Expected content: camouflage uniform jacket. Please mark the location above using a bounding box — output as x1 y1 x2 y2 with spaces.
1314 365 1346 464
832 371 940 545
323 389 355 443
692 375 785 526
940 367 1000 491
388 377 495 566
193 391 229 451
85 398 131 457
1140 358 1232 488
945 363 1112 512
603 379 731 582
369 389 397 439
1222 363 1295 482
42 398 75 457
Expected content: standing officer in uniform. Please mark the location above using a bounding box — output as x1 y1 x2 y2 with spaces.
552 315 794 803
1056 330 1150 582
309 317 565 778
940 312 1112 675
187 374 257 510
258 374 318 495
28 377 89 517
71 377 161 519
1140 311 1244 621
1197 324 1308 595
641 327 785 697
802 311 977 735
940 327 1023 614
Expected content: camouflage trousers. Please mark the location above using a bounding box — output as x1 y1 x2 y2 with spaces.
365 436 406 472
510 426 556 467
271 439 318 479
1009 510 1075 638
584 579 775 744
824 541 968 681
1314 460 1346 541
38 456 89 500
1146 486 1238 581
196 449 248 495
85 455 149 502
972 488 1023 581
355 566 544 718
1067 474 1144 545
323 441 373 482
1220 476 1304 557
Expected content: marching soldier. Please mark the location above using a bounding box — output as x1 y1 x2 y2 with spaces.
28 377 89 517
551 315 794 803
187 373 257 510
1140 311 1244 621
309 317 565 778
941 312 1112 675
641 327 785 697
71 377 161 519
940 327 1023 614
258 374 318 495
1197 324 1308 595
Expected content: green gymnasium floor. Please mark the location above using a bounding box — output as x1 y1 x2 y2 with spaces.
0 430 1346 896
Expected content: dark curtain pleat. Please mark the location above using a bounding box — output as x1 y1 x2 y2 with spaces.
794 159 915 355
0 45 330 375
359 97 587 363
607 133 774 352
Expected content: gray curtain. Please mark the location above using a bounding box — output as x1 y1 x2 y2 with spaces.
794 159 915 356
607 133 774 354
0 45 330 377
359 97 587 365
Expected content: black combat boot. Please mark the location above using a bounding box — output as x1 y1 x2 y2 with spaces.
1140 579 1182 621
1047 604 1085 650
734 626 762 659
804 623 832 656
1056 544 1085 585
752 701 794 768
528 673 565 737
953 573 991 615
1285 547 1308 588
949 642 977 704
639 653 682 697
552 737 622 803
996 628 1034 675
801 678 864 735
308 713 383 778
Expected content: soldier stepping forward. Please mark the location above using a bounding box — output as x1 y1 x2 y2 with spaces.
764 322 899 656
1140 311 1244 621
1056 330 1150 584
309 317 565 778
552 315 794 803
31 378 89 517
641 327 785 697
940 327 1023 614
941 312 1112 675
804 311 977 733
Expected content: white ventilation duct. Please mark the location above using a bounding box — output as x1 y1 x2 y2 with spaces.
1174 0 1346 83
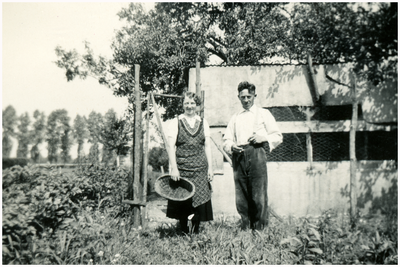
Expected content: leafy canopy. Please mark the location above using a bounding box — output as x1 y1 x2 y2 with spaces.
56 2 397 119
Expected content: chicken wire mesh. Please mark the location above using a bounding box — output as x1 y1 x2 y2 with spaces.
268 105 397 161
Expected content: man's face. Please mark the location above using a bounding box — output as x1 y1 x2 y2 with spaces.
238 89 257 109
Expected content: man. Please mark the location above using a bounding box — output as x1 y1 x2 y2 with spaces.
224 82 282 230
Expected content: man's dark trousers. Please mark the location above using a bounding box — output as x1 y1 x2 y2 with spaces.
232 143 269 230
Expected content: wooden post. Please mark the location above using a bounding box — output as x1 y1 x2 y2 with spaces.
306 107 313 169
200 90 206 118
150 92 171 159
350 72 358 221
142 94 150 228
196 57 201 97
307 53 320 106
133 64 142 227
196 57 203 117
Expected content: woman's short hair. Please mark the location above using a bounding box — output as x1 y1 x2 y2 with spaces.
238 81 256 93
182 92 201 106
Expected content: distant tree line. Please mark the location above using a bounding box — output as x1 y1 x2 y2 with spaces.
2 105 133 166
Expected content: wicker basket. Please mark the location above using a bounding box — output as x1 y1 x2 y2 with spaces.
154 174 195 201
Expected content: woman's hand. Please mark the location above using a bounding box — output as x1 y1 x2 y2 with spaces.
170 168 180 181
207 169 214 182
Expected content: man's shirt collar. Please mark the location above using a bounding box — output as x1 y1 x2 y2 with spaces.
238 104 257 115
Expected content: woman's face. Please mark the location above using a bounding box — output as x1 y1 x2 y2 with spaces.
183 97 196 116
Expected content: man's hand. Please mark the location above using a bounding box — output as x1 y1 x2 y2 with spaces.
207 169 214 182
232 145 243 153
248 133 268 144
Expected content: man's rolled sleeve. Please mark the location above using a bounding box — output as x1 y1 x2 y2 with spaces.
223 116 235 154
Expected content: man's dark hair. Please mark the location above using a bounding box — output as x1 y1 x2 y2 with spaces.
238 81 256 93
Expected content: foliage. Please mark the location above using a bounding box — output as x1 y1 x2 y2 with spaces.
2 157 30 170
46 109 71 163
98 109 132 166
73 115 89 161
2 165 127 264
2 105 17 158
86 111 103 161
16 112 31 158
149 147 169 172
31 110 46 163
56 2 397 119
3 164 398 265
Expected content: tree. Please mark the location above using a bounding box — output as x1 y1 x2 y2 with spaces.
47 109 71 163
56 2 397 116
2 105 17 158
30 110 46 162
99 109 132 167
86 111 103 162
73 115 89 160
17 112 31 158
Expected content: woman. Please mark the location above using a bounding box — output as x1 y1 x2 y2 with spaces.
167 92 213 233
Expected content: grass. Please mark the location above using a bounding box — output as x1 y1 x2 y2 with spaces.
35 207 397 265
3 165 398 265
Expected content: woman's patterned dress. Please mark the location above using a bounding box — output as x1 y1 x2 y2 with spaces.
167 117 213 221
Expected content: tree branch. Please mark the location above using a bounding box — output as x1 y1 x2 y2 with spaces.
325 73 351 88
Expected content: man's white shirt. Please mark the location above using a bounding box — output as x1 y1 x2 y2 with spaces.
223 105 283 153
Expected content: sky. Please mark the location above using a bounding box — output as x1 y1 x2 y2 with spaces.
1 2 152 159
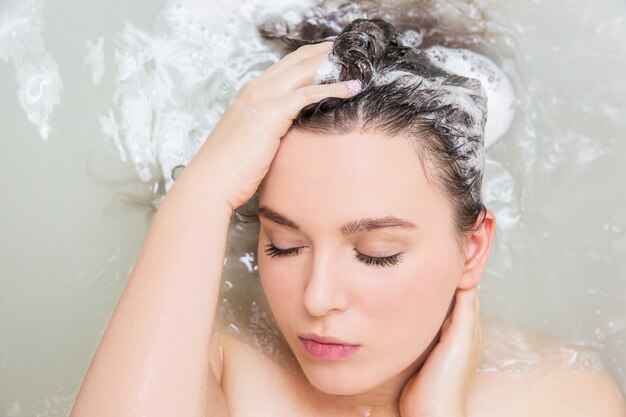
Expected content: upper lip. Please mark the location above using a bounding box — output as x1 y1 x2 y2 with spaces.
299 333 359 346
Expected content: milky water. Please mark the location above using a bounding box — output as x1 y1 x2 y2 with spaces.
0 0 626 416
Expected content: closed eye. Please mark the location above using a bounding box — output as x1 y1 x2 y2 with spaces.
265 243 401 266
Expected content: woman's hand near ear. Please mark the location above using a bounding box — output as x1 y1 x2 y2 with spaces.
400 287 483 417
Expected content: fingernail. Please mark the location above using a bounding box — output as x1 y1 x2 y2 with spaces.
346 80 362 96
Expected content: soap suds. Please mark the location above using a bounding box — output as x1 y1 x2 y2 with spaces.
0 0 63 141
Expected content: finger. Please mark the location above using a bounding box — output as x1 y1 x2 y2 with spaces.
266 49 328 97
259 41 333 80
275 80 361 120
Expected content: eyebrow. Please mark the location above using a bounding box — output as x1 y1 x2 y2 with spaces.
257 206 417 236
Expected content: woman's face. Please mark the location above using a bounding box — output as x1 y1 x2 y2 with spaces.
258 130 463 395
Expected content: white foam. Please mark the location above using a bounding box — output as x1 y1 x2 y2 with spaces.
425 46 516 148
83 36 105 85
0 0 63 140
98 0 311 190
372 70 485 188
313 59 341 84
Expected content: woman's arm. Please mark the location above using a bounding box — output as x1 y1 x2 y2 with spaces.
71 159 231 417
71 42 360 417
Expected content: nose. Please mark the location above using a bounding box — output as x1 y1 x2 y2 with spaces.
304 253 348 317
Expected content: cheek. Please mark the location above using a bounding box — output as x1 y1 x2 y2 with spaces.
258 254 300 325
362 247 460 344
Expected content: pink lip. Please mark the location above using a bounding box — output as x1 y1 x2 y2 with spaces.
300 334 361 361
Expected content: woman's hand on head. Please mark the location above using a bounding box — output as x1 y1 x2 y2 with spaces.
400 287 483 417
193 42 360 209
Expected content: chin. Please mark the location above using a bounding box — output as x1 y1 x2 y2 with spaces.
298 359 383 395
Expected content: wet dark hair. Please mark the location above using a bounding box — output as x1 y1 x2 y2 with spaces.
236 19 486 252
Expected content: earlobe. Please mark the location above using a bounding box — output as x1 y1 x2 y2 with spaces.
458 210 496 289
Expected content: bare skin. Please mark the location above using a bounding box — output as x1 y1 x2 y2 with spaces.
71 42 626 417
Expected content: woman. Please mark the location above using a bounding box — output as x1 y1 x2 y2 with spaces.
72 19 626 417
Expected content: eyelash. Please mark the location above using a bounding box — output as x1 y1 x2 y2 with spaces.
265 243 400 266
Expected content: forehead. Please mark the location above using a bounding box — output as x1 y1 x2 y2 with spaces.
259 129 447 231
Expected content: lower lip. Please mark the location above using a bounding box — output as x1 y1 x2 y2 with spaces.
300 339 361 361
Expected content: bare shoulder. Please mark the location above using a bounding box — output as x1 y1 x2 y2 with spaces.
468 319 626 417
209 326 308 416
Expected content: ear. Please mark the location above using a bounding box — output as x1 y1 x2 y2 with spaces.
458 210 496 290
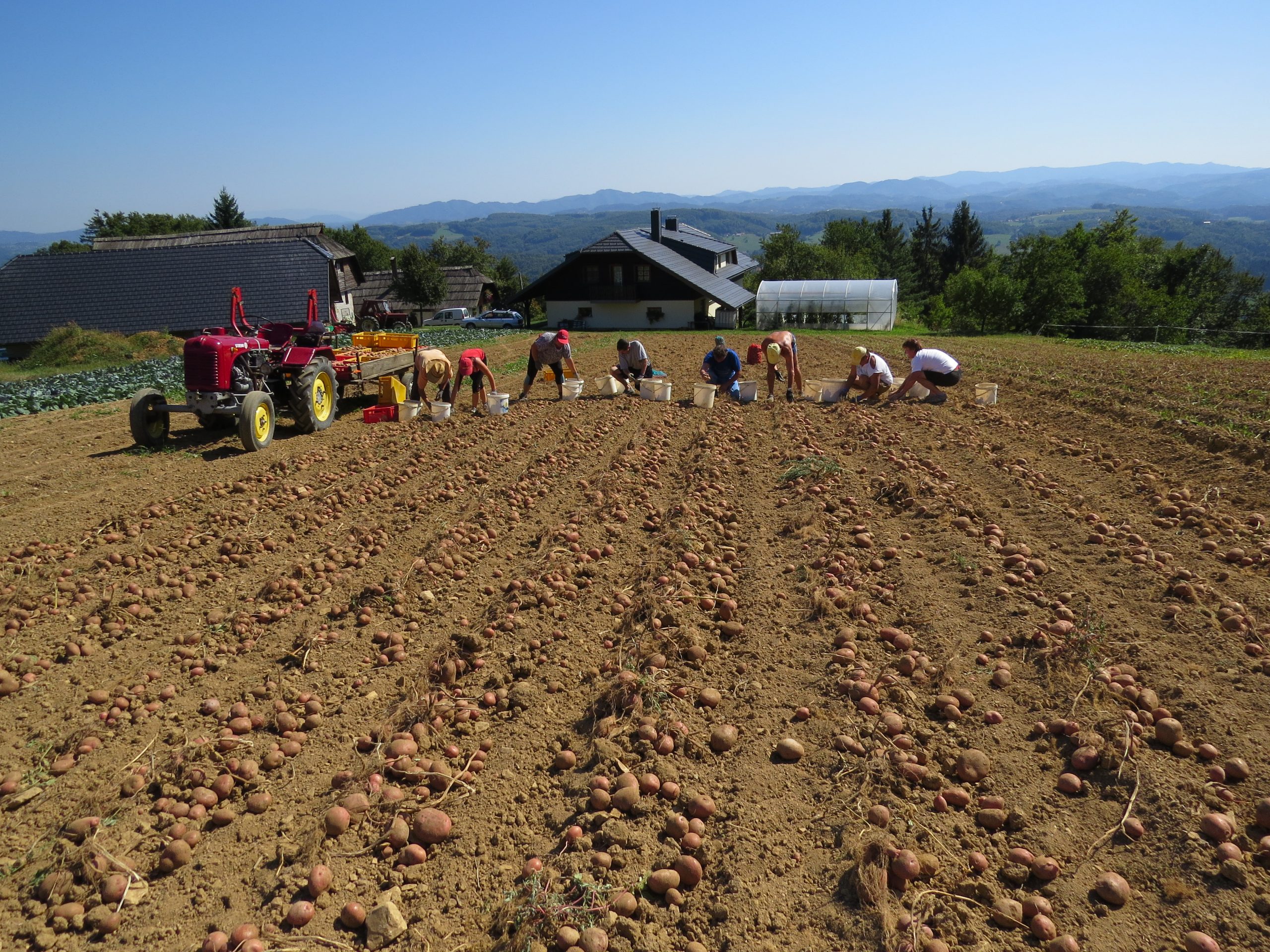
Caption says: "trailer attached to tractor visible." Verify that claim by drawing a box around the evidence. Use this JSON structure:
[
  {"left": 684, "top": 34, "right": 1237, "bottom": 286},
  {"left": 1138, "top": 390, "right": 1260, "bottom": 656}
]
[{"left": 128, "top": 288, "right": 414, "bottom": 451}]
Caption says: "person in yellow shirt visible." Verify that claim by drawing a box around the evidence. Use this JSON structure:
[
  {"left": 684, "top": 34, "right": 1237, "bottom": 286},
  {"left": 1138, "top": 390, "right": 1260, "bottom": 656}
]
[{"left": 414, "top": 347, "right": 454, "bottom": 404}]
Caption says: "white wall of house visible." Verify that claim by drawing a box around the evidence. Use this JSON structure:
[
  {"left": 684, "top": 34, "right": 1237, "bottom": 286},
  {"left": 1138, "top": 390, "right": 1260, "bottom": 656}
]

■ EXERCISE OBJECTIVE ■
Which lines of the data above contain the word "Caption"? Extract each of those lines in full, treating case as significant.

■ SOLUTION FOR THIS PROBLEM ■
Caption says: "trailer attached to tractor visible." Verify that claim by drawing a box around the evidence. Use this JSON structure:
Caption says: "person in yellow shirt visible." Verify that claim by drawing a box around the evidence. Use this JSON structure:
Caption says: "white wall of house visible." Verify that claim by drawing a box around the evidence. Use this JSON structure:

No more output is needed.